+++ Extract provided +++
@navronaman

Thank you for this

@mateoq2810

Thank you, I spent hours searching tutorials for this model and none of them worked for me.

@MrTuck12345

Exceptional video, thank you so much❤

@ryanp8974

Good stuff, ty!

@saimajahan1000

Thanks for awosome video. Your dependent variable ViolentCrimePerPop has skewed function. You used default loss function. I think default loss function assume normal distribution. I think negative log likelihood, which is mainly used loss function for xg classification can improve your RMSE. I wonder if you could answer my comment.

@Joga_gospel

Thank you for this video. it helped me in immeasurable ways. please, how can I get the R2?

@srinivasanbalan5903

Good tutorial. Thanks for sharing. I have a question on the feature importance. How can we get Feature importance from XGBoost? Can you add that xgb.importance object for our reference?

@micalaravena1857

Hi Spencer, Can be possible  you can do a model whit AdaBoost algorithm for variable cuantitative continuous? is necessary transform a target variable numeric to category to apply this algorithm? thank for your conteny is wonderfull for us!

@jakewhitworth3116

Hey Spencer! Sorry to be commenting so long after this post haha. This is very impressive, your walk through was so much more in depth than other xgboost for regression guide I've found. I've got a question for you: I have 14 predictor variables, most are binary, some are continuous, and then there are three categorical. I'm worried about one of those categorical variables because it has 14 levels. Will including that variable (after I've changed all categorical variables to numeric) mess anything up with the model? I was thinking I should just not include it, but it looks like your data has multiple categorical variables that also have more than a few levels.
For background, I'm only using the xgboost decision tree for variable selection and an insight into variable importance. I will be plugging in the recommended variables into a LR model for interpretability purposes.
Let me know what you think! Great content! I'm glad I found your page!

@kellychen6202

Fantestic video. BTW, how to calculate the AUC of this model?

@Aman-cy4zj

Hey Spencer, Thanks a lot for the video. Really liked it.
+++
_Required actions_.
1. Print the part of the comment thread that opens with the words containing "For background, I'm" and closes with "Really liked it.".
2. Answer these about the comment thread:
(a) How many predictor variables does the commenter @jakewhitworth3116 say they have?
(b) Which dependent variable does @saimajahan1000 say has a skewed function?
(c) What does @kellychen6202 ask how to calculate?
3. Can you turn the paragraph in the comment thread that begins "Hey Spencer! Sorry to be commenting so long" into a short bulleted list that keeps its main facts?
The listing comes from a separate source, unrelated to the comment thread.
+++ Supplied material +++
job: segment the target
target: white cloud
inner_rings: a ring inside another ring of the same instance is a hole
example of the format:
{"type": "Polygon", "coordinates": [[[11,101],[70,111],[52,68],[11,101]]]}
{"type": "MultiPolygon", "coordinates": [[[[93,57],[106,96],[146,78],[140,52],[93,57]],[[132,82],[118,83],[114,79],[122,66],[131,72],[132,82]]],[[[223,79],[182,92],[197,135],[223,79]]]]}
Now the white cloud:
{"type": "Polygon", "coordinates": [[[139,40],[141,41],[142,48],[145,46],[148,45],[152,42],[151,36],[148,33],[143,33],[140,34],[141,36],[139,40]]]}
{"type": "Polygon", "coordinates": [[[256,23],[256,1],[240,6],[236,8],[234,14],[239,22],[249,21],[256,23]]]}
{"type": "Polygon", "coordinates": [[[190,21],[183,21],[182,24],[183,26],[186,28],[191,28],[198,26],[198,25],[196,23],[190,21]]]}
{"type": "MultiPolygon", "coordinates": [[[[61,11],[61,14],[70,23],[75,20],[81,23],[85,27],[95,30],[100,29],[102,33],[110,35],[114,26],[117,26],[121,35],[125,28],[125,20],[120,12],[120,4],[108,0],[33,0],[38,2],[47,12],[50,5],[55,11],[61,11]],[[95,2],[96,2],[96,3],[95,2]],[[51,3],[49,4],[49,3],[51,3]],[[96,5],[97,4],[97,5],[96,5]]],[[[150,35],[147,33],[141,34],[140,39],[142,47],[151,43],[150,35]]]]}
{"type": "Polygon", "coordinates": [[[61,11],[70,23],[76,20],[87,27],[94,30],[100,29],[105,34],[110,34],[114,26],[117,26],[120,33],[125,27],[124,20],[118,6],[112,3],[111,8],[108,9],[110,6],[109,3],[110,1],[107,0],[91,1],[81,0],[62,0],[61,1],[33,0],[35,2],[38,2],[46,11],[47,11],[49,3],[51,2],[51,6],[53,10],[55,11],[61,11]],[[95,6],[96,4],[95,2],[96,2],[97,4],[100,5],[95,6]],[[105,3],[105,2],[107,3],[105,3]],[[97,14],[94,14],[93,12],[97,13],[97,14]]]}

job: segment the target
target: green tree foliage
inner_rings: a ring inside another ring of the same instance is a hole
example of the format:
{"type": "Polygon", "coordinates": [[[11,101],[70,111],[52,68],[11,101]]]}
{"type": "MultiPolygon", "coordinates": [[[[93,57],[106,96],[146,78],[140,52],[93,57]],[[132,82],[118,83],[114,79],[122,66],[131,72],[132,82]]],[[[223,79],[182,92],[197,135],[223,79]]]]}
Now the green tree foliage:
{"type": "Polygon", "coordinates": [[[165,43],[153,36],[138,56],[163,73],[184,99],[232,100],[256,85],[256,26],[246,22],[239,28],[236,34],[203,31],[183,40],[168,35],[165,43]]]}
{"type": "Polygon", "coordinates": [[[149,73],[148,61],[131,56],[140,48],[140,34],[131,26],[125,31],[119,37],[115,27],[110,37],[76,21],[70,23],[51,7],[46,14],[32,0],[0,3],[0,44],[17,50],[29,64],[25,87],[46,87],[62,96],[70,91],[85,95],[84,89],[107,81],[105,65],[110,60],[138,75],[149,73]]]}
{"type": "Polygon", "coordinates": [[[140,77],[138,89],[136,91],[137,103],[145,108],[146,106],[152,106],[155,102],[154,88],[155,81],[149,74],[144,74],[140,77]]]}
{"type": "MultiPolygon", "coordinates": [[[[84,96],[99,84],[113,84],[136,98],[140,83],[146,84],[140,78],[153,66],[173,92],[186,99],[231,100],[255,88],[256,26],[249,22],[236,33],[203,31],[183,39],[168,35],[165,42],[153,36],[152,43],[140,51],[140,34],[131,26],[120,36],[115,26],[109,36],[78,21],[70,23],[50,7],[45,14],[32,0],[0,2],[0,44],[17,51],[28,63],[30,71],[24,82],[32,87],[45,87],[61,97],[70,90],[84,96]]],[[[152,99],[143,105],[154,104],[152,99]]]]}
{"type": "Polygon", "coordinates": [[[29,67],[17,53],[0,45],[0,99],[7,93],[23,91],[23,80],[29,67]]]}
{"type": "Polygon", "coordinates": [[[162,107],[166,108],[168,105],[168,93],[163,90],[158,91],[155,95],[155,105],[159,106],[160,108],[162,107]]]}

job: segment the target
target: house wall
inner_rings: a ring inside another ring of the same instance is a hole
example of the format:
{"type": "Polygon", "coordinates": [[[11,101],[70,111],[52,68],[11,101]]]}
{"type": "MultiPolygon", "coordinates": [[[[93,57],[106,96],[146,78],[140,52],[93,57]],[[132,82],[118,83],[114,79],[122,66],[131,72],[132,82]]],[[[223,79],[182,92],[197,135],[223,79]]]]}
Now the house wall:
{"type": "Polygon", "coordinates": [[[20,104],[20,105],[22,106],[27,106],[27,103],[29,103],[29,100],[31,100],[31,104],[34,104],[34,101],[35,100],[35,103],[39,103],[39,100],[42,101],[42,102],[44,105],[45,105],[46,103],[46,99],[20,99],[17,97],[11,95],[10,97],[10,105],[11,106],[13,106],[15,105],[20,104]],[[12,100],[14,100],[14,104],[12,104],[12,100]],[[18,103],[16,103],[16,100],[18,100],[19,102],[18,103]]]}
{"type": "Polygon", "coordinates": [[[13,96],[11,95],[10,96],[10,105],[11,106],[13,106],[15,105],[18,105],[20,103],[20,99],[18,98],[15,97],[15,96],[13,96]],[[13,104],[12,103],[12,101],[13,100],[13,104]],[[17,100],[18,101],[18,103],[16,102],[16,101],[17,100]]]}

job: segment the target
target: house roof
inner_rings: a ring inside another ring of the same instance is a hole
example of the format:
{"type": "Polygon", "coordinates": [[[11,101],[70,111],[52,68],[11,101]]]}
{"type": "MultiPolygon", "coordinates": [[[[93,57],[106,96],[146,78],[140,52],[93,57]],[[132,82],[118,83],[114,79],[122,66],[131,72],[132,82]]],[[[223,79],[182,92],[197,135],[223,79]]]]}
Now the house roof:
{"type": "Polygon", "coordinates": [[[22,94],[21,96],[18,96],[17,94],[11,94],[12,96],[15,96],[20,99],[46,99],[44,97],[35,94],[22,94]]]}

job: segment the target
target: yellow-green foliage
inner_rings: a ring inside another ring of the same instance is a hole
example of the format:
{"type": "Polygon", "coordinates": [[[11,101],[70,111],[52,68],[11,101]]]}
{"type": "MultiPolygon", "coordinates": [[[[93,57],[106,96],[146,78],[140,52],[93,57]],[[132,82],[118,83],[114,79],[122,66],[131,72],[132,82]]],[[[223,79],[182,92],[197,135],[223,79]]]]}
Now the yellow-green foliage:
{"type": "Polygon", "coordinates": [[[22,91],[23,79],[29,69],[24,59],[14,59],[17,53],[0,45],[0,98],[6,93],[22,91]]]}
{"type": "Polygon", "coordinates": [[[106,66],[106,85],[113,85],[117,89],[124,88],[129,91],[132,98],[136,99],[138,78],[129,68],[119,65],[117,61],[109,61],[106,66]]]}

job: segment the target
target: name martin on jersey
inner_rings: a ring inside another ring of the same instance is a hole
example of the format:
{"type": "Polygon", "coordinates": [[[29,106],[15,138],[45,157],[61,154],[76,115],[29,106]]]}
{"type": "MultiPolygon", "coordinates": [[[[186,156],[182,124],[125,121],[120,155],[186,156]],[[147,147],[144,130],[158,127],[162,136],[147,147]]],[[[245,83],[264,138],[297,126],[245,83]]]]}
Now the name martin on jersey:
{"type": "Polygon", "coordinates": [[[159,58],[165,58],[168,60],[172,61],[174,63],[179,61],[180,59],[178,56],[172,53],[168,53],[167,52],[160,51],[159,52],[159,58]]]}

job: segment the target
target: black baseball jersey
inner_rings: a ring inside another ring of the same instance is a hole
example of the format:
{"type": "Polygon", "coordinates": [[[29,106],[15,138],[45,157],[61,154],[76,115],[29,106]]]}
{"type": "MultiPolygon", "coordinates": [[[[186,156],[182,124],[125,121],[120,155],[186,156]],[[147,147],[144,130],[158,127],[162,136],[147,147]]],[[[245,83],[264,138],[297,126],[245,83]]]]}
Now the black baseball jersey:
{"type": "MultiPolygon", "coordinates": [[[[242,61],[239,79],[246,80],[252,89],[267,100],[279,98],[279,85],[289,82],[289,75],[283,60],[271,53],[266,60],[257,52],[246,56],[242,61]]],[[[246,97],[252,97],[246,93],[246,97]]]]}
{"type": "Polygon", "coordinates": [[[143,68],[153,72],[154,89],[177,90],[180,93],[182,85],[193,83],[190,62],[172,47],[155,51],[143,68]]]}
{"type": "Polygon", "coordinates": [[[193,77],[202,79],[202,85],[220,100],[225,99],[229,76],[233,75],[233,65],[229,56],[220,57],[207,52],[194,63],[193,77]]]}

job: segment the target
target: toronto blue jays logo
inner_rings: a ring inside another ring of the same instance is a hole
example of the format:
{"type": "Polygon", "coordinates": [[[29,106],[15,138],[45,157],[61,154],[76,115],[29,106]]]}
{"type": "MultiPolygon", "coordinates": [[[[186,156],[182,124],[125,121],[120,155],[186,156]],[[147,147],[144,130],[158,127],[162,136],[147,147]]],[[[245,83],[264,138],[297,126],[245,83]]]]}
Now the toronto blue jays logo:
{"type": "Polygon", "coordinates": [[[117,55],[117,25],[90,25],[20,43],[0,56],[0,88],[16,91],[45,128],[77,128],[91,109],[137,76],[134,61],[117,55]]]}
+++
_Completed exercise_.
1.
For background, I'm only using the xgboost decision tree for variable selection and an insight into variable importance. I will be plugging in the recommended variables into a LR model for interpretability purposes.
Let me know what you think! Great content! I'm glad I found your page!

@kellychen6202

Fantestic video. BTW, how to calculate the AUC of this model?

@Aman-cy4zj

Hey Spencer, Thanks a lot for the video. Really liked it.

2.
(a) 14
(b) ViolentCrimePerPop
(c) The AUC of the model

3.
- The commenter apologizes for commenting long after the post.
- They find the walkthrough more in-depth than other XGBoost regression guides they have found.
- They have 14 predictor variables: most binary, some continuous, and three categorical.
- One categorical variable has 14 levels. They ask whether including it, after converting all categorical variables to numeric, will cause problems for the model.
- They were considering leaving it out, but note that the video's data has several categorical variables with more than a few levels.